** Opening Extracted records block **

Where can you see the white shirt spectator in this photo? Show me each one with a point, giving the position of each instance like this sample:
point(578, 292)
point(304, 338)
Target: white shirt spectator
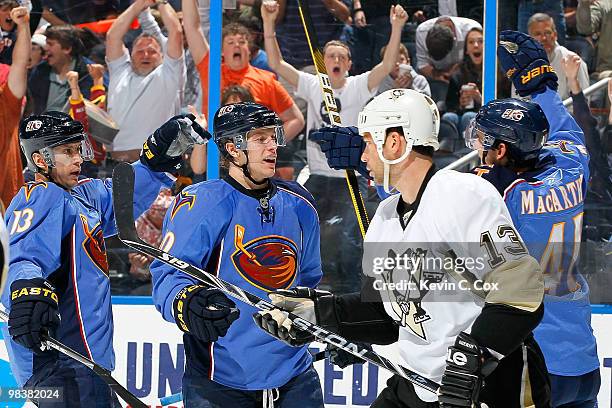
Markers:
point(462, 28)
point(140, 104)
point(419, 83)
point(350, 99)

** Closing Extracted records block **

## What is needed
The answer should consist of all lines from the records above that hold the word "spectator".

## Result
Where can you see the white shirt spectator in this photo? Show me each one with a point, giving the position of each instance like this sample:
Target: white shirt spectator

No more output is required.